Output every record word for word.

.....

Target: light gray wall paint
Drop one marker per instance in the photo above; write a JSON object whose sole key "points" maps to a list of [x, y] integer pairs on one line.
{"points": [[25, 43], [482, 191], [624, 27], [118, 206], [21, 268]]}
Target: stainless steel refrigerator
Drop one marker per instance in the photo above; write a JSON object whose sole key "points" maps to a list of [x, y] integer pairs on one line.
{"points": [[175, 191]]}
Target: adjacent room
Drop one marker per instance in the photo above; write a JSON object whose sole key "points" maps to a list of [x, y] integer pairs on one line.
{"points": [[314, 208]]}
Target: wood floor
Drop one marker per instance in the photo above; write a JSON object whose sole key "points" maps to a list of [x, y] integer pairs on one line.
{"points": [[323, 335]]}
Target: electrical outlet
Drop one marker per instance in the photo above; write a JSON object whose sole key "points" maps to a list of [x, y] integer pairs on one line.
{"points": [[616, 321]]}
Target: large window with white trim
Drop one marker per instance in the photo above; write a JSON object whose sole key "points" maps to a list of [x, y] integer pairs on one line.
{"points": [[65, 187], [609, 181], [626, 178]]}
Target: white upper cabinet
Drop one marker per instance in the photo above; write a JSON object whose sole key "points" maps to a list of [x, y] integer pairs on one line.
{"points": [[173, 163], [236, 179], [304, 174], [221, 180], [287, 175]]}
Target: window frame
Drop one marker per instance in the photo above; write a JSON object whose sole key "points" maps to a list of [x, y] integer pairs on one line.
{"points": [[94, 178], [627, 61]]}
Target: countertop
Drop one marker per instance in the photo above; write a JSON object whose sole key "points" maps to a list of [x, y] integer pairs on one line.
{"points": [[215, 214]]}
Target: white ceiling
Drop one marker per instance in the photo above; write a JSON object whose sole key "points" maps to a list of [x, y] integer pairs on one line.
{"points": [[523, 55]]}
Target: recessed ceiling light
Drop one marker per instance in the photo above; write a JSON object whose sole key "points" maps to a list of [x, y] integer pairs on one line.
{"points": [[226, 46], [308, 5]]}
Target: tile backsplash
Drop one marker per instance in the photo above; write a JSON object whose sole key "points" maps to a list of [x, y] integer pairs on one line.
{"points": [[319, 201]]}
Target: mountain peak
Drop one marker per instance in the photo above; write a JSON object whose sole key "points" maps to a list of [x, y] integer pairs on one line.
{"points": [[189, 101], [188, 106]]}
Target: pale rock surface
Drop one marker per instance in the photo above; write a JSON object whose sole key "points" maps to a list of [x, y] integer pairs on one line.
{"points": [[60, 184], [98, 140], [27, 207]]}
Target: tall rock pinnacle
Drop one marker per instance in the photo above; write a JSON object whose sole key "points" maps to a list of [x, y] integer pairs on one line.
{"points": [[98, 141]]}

.....

EXPECTED ANSWER:
Target: light gray wall paint
Drop one marker per instance in the photo above; write a JSON object whose sole key "points" maps to a list of [x, y] integer pairs on one line.
{"points": [[25, 43], [482, 191], [624, 27], [118, 206], [21, 268]]}
Target: stainless steel refrigerator
Drop one marker per instance in the photo above; write a JSON object whose sole key "points" maps to a list of [x, y] integer pairs on one line.
{"points": [[175, 191]]}
Target: adjacent room
Drop one marker per instance in the photo above; write a JSON object whose sole key "points" maps to a list of [x, y] integer pairs on one line.
{"points": [[314, 208]]}
Target: wood floor
Drop one marker per instance in the photo above; write a JSON object whose sole key "points" maps to a list of [x, y] integer pairs on one line.
{"points": [[323, 335]]}
Target: electrical outlet
Drop one marker per instance in the photo above; write a JSON object whose sole key "points" maps to a list of [x, y] integer pairs on one line.
{"points": [[616, 321]]}
Target: large window with white trim
Drop one marker per instance in the photo above; write a JSON object whose sole key "points" maps to a list of [x, y] integer pairs on one line.
{"points": [[65, 187], [609, 181], [626, 178]]}
Target: white upper cabinet
Drop one marker per instance in the photo above; write a JSON object whose sole key "points" maps to a list of [x, y] integer pairs on one line.
{"points": [[173, 163], [236, 179], [304, 174], [221, 180], [287, 175]]}
Target: window frame
Drop one marker per instance in the photo above; write a JSON object whose sole key "points" maps to a list of [x, y] integer pairs on one line.
{"points": [[94, 178], [627, 61]]}
Target: countertop
Drop one marker per instance in the photo above; write a JSON object whose sole key "points" maps to a list of [x, y] integer pairs on one line.
{"points": [[215, 214]]}
Target: white ceiling
Drop one marker per instance in the photo above; write a JSON object whose sole key "points" maps to a list of [x, y] integer pairs on one line.
{"points": [[523, 55]]}
Target: recessed ceiling light
Drop one marker per instance in the photo above; write a JSON object whose sole key "points" maps to a list of [x, y] integer pairs on one line.
{"points": [[226, 46], [308, 5]]}
Target: tile backsplash
Drop one marker per instance in the photo above; write a JSON object whose sole key "points" maps to a list of [x, y] integer pairs on one line.
{"points": [[319, 201]]}
Target: mountain peak
Drop one marker per instance in the photo above; write a JSON object whose sole key "points" maps to a list of [x, y] integer pairs on one line.
{"points": [[189, 101], [188, 106]]}
Target: pale rock surface
Drop one marker per instance in the photo above; write a JSON object whose sole key "points" maps to a list of [x, y] integer pairs on one line.
{"points": [[60, 184], [98, 140], [27, 207]]}
Target: tall rock pinnacle
Drop one marker per instance in the photo above; write a JSON object whose sole key "points" maps to a list of [x, y] integer pairs on one line.
{"points": [[98, 141]]}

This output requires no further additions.